▶ **Aim of the exercise**: Where the records below reach the line containing "of the burlap", start transcribing, and end with the line containing "of the bush", exactly and with nothing else added.

▶ **Listed entries**:
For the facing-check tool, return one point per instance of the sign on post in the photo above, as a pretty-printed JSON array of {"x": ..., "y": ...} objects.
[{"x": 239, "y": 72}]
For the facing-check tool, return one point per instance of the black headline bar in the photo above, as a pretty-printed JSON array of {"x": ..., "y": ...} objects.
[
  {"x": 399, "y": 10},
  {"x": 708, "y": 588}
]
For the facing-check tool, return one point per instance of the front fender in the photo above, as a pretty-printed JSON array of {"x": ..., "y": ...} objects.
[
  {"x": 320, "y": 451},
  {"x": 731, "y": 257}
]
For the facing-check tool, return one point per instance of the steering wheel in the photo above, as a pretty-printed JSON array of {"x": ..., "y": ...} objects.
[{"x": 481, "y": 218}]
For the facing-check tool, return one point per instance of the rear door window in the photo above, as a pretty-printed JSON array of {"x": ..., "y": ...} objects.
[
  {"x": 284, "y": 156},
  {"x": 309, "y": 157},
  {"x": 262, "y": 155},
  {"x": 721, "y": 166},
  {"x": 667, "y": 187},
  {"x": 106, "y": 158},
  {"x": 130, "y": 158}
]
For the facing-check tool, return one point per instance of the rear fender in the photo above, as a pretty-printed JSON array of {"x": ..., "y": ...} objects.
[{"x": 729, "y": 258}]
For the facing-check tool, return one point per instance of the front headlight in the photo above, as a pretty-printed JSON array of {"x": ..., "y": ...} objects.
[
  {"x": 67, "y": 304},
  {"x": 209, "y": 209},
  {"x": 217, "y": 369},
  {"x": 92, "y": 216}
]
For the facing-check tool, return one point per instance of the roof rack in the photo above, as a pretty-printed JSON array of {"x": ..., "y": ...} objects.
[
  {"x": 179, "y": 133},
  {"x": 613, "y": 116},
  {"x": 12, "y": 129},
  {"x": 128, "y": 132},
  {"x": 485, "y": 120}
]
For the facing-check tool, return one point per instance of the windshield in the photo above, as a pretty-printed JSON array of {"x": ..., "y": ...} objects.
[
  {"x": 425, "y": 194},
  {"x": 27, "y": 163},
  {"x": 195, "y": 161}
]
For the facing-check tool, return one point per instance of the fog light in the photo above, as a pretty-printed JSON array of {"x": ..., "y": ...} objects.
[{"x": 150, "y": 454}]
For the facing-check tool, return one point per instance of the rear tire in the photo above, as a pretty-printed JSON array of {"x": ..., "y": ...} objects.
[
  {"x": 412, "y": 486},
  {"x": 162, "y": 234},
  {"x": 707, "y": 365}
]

* * *

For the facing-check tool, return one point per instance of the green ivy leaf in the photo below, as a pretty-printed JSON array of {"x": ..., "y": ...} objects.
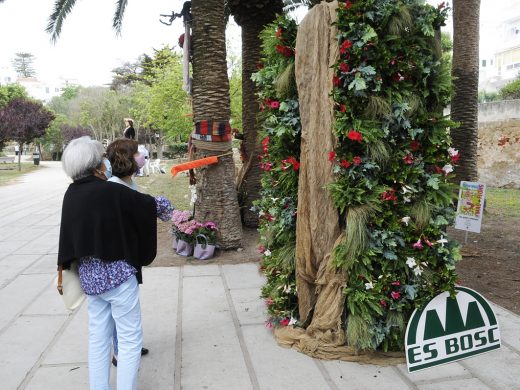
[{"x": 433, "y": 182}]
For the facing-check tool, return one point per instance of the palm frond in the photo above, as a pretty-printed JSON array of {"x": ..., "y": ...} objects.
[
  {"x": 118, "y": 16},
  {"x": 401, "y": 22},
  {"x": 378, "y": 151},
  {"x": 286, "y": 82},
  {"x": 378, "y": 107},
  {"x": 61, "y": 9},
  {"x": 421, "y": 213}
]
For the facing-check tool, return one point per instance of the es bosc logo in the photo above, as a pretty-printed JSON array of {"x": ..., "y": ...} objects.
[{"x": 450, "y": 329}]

--

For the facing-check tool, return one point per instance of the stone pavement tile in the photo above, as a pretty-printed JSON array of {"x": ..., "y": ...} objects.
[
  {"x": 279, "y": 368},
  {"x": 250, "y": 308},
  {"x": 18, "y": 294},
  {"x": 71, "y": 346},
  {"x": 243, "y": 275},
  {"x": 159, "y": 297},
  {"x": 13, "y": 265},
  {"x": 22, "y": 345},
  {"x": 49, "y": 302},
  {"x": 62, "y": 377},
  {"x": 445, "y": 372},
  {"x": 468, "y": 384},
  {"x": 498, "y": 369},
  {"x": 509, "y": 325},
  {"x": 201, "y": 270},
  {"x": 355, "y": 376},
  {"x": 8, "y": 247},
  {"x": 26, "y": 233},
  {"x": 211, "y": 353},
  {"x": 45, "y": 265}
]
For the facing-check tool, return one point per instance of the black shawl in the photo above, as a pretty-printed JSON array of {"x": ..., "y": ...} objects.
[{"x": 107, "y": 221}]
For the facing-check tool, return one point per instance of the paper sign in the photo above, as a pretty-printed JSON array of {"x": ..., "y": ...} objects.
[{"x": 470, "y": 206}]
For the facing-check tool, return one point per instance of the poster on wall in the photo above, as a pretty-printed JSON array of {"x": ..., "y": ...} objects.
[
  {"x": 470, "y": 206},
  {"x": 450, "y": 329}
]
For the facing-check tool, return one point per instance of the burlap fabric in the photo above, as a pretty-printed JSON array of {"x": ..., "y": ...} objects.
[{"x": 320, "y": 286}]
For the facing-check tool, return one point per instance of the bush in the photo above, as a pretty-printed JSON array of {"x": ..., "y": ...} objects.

▶ **Solution to this exercise**:
For the facing-check tool, return one point per instance of the burlap fabric in the photo above, as a pretty-printed JSON array of {"x": ..., "y": ...} objects.
[{"x": 320, "y": 286}]
For the facing-check tool, return one point per instance of the bush in the photo above, as a pretty-printed JSON array of {"x": ..., "y": ...} objects.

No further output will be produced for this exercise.